Objective » Gather every line of the listing below that contains the string "Your".

=== Input rows ===

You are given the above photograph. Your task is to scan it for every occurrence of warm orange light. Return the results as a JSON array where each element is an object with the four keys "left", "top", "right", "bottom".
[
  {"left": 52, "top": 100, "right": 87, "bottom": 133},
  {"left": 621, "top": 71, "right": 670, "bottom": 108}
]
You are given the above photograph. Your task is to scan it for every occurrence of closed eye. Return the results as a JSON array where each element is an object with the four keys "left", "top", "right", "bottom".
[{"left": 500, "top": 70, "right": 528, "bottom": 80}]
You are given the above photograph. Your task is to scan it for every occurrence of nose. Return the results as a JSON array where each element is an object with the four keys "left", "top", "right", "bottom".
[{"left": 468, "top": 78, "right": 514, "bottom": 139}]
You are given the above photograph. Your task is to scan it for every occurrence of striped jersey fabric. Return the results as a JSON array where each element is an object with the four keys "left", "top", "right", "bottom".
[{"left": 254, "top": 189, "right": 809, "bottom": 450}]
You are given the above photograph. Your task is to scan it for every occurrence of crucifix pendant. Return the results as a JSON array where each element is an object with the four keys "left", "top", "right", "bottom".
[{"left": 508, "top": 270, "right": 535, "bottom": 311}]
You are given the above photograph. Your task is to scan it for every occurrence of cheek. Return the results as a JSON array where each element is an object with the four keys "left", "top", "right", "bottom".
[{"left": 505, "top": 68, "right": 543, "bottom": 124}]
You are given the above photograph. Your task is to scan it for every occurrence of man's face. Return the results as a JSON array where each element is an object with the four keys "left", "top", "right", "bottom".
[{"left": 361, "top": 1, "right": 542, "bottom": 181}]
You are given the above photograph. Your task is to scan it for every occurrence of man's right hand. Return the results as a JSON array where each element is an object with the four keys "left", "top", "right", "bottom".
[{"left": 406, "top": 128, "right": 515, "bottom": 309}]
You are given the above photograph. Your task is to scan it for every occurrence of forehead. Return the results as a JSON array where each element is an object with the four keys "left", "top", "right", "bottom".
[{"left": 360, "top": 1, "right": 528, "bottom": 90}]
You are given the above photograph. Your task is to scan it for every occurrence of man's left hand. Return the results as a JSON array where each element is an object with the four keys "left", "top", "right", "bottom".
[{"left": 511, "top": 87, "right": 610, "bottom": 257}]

===

Exercise response »
You are given the above photograph. Your task is to scan it for every occurrence of warm orange light. Return the results as a JSON array where each element is an object with the four keys "left", "top", "right", "bottom".
You are given the above photograph. Your task is to scan it for every occurrence of closed eye. Return the results as a JSON array where each element is an object with the four keys "left", "top", "right", "bottom".
You are given the above photograph. Your task is to scan it for every occurrence of nose. Return the results as a JSON array where each element is an object with the four keys "left", "top", "right", "bottom".
You are given the above photograph. Your task is to scan it for every occurrence of striped jersey fabric. Return the results as a JSON array where each element is an object with the four keys "left", "top", "right", "bottom".
You are given the above photograph. Your task is to scan it for every occurrence of crucifix pendant. Return the results as a JSON array where each element is an object with the four keys "left", "top", "right", "bottom".
You are given the above photograph. Your task is to scan it for every occurrence of cheek. Return the results as a JSON array where each element is an object with the four keys "left", "top", "right", "bottom".
You are given the above photograph. Your task is to scan it for every occurrence of man's face. Return the results as a JSON array where each element is an object with the four keys "left", "top", "right", "bottom".
You are given the above photograph. Your task is to scan it for every occurrence of man's right hand. Return the results as a JSON array where each element is an object with the four keys "left", "top", "right", "bottom".
You are given the above photograph. Your task is to scan it for every occurrence of forehead. Return the results as a JSON array where each element is an object with the four keys "left", "top", "right", "bottom".
You are given the above photograph. Your task is to scan it for every occurrence of man's left hand. Return the results as a JSON array where each element is an object with the four keys "left", "top", "right", "bottom".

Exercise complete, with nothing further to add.